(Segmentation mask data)
━━━━

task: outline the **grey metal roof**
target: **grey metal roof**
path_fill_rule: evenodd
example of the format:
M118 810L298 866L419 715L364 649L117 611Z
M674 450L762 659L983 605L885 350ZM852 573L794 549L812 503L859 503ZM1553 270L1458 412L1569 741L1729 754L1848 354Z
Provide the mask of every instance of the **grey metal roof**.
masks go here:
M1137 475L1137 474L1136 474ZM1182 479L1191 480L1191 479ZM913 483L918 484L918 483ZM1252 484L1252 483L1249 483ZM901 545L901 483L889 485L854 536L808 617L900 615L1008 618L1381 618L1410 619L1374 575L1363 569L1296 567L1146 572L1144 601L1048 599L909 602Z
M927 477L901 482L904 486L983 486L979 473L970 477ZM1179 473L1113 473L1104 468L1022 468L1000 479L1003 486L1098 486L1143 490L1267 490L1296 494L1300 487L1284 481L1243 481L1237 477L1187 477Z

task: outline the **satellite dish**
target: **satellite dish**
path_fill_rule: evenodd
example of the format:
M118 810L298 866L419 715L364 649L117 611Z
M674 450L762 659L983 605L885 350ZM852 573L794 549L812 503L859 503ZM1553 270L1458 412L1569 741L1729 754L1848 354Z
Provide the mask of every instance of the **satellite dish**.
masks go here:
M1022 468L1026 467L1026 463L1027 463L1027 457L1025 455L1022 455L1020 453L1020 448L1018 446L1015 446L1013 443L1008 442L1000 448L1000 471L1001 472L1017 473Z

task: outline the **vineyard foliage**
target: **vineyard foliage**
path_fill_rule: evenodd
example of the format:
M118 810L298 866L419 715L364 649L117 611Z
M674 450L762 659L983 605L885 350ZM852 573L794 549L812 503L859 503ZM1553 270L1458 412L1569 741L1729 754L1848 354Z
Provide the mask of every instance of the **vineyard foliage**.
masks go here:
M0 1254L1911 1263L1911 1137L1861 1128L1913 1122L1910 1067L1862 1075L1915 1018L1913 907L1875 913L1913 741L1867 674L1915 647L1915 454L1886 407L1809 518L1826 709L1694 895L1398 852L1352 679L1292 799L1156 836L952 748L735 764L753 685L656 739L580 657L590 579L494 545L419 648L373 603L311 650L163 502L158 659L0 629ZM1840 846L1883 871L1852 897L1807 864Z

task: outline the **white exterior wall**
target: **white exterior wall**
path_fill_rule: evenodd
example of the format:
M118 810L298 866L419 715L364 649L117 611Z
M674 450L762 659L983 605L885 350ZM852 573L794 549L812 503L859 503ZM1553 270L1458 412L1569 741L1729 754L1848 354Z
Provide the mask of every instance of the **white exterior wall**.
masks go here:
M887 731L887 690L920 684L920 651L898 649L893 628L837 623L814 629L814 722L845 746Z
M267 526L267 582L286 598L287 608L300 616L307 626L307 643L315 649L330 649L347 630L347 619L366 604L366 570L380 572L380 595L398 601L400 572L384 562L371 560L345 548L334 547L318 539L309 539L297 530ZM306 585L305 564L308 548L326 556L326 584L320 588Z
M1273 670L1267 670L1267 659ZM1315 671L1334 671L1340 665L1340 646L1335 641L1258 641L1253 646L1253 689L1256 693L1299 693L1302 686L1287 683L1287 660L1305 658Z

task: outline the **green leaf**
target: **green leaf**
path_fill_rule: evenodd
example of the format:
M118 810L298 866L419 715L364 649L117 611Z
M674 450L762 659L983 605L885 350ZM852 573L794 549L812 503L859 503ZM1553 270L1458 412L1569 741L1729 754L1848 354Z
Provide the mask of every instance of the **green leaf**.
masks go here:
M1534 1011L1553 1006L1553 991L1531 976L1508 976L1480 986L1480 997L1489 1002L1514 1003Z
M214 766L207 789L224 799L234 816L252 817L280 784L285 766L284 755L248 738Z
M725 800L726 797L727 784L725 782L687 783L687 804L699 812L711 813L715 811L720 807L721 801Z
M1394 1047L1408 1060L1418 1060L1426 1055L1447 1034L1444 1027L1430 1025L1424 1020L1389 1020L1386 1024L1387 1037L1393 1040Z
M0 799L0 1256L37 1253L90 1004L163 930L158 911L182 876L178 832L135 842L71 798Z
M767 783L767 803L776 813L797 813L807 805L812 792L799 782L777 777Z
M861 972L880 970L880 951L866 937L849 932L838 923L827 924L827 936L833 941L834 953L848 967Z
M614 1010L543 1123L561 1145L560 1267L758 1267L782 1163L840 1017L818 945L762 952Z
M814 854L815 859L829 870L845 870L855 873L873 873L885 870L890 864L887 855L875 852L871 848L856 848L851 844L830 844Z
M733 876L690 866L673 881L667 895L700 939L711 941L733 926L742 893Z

━━━━

About this exercise: The data should be printed again exactly, line for line.

Your response:
task: outline the **grey metal roof**
target: **grey metal roof**
path_fill_rule: evenodd
example of the format:
M118 810L298 866L419 715L364 649L117 611Z
M674 450L762 659L983 605L885 350ZM852 573L794 549L812 503L859 503ZM1553 270L1458 412L1569 741L1729 754L1848 354Z
Provide the mask of every instance of the **grey metal roof**.
masks go here:
M1137 475L1137 474L1136 474ZM1182 479L1191 480L1191 479ZM913 483L918 484L918 483ZM1252 484L1252 483L1249 483ZM901 545L901 483L889 485L854 536L808 617L900 615L1008 618L1381 618L1410 619L1374 575L1363 569L1296 567L1146 572L1144 601L1048 599L909 602Z
M927 477L901 482L904 486L983 486L979 473L970 477ZM1179 473L1113 473L1104 468L1022 468L1000 479L1003 486L1098 486L1143 490L1267 490L1296 494L1300 487L1284 481L1243 481L1237 477L1187 477Z

task: outline the **satellite dish**
target: **satellite dish**
path_fill_rule: evenodd
example of the format:
M118 810L298 866L419 715L364 649L117 611Z
M674 450L762 659L983 605L885 350ZM852 573L794 549L812 503L859 503ZM1553 270L1458 412L1569 741L1729 754L1848 354Z
Provide the mask of every instance of the **satellite dish**.
masks go here:
M1022 468L1026 467L1026 463L1027 463L1027 457L1025 455L1022 455L1020 453L1020 448L1018 446L1015 446L1013 443L1008 442L1000 448L1000 471L1001 472L1017 473Z

task: outline the **vineyard foliage**
target: **vineyard foliage**
path_fill_rule: evenodd
example of the format:
M118 810L298 866L419 715L364 649L117 611Z
M674 450L762 659L983 605L885 350ZM852 573L794 549L812 503L859 503ZM1553 270L1458 412L1569 741L1729 754L1848 354Z
Provide the mask of every instance of the **vineyard foliage**.
masks go here:
M0 1254L1911 1263L1911 1137L1861 1128L1913 1122L1910 1067L1862 1075L1915 1018L1913 907L1875 913L1913 741L1867 674L1915 647L1915 454L1886 407L1809 518L1826 709L1694 895L1398 852L1352 679L1292 799L1156 836L952 748L735 764L753 685L656 739L580 657L590 579L494 545L419 648L373 603L311 650L163 502L158 659L0 629ZM1840 846L1883 871L1852 897L1807 864Z

task: outline the **white exterior wall**
target: **white exterior wall**
path_fill_rule: evenodd
example of the format:
M118 810L298 866L419 715L364 649L117 611Z
M674 450L762 659L983 605L885 350ZM852 573L794 549L812 503L859 503ZM1553 270L1458 412L1569 741L1729 754L1848 354Z
Provide the mask of every instance of the **white exterior wall**.
masks go here:
M887 731L887 690L920 684L920 651L898 649L893 628L837 623L814 629L814 722L845 746Z
M267 526L267 582L286 598L287 608L300 616L307 626L307 643L315 649L330 649L347 630L347 619L366 604L366 570L380 572L380 595L398 601L400 572L384 562L371 560L345 548L334 547L318 539L309 539L297 530ZM306 585L305 564L308 548L326 556L326 584L320 588Z
M1273 670L1267 670L1267 659ZM1315 671L1334 671L1340 665L1340 646L1335 641L1258 641L1253 646L1253 689L1256 693L1299 693L1302 686L1287 683L1287 660L1305 658Z

task: outline the **green leaf**
target: **green leaf**
path_fill_rule: evenodd
example of the format:
M118 810L298 866L419 715L364 649L117 611Z
M674 450L762 659L983 605L885 350ZM852 573L794 549L812 503L859 503ZM1553 270L1458 412L1569 741L1729 754L1848 354Z
Provide the mask of every instance of the **green leaf**.
masks go here:
M1534 1011L1553 1006L1553 991L1531 976L1508 976L1480 986L1480 997L1489 1002L1514 1003Z
M214 766L207 789L224 799L234 816L252 817L280 784L285 766L284 755L248 738Z
M725 800L726 797L727 784L725 782L687 783L687 804L699 812L711 813L715 811L720 807L721 801Z
M1394 1047L1408 1060L1418 1060L1426 1055L1447 1034L1444 1027L1430 1025L1424 1020L1389 1020L1386 1024L1387 1037L1393 1040Z
M0 799L0 1256L37 1253L90 1004L163 930L158 911L182 876L178 832L135 842L71 798Z
M767 783L767 803L776 813L797 813L807 805L812 792L799 782L777 777Z
M861 972L880 970L880 951L866 937L849 932L838 923L827 924L827 936L833 941L834 953L848 967Z
M614 1010L543 1123L561 1145L560 1267L758 1267L782 1163L840 1017L818 945L762 952Z
M814 854L815 859L829 870L845 870L855 873L873 873L885 870L890 864L887 855L875 852L871 848L856 848L851 844L830 844Z
M733 876L690 866L673 881L667 895L700 939L711 941L733 926L742 893Z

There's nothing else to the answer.